Work order
Could you write out, word for word, only the lines from the one containing "Where can you see the stone arch" through the last line of the data below?
-- Provided information follows --
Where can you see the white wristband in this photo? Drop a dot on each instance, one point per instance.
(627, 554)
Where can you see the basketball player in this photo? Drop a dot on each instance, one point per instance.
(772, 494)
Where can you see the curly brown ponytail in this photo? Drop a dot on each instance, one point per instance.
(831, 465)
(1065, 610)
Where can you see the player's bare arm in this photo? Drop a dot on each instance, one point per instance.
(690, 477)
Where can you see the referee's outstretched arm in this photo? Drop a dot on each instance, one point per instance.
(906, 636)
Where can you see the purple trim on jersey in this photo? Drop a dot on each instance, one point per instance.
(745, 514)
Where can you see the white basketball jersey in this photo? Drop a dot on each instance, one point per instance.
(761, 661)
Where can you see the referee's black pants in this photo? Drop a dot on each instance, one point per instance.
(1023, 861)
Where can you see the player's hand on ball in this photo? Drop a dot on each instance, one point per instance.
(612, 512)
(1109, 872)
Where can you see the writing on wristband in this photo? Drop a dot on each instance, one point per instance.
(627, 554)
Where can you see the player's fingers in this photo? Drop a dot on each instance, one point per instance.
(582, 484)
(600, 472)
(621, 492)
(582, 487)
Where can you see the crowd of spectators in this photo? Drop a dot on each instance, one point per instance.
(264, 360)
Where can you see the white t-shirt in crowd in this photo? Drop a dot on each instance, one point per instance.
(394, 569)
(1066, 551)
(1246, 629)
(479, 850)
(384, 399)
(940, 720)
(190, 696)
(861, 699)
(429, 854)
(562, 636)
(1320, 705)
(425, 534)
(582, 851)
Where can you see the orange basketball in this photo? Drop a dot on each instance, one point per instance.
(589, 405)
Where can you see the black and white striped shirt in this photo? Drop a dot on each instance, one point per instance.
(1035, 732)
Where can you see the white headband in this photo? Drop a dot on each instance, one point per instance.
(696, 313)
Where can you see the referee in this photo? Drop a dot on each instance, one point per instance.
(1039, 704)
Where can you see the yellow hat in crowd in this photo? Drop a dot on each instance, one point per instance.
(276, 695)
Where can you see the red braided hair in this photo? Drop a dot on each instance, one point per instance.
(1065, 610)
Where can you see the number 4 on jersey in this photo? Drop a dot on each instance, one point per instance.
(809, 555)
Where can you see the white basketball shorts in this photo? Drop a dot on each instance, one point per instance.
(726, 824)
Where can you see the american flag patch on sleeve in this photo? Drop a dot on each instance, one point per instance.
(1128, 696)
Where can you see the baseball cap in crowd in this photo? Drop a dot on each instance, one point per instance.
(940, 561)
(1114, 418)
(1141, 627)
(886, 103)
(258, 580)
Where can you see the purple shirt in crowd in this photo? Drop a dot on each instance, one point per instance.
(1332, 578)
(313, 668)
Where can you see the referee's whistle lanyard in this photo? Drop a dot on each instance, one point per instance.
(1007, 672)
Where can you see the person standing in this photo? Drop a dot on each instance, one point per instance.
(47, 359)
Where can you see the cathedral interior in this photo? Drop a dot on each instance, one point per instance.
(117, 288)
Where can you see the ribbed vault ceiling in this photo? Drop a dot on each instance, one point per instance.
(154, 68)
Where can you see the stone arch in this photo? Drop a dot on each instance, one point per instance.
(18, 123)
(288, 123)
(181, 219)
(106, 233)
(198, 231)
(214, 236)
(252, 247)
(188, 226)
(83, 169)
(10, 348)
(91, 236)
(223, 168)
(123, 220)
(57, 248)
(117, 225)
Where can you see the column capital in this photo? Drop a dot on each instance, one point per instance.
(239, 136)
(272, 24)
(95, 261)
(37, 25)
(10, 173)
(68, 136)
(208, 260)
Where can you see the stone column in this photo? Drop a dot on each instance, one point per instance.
-- Provided information concluded --
Exercise answer
Where can you see the stone arch in this photo? Drop a dot on each instance, one point per instance.
(18, 123)
(288, 123)
(181, 219)
(106, 233)
(198, 231)
(214, 236)
(252, 247)
(188, 226)
(83, 169)
(10, 348)
(91, 236)
(223, 168)
(123, 220)
(57, 248)
(117, 225)
Where can you see the column capital in this photo? Drop a dot on each instance, one point per instance.
(239, 136)
(272, 24)
(95, 261)
(37, 25)
(10, 173)
(68, 136)
(208, 260)
Where can you see the stone column in this photo? Drop a dot on each instance, one point per instance.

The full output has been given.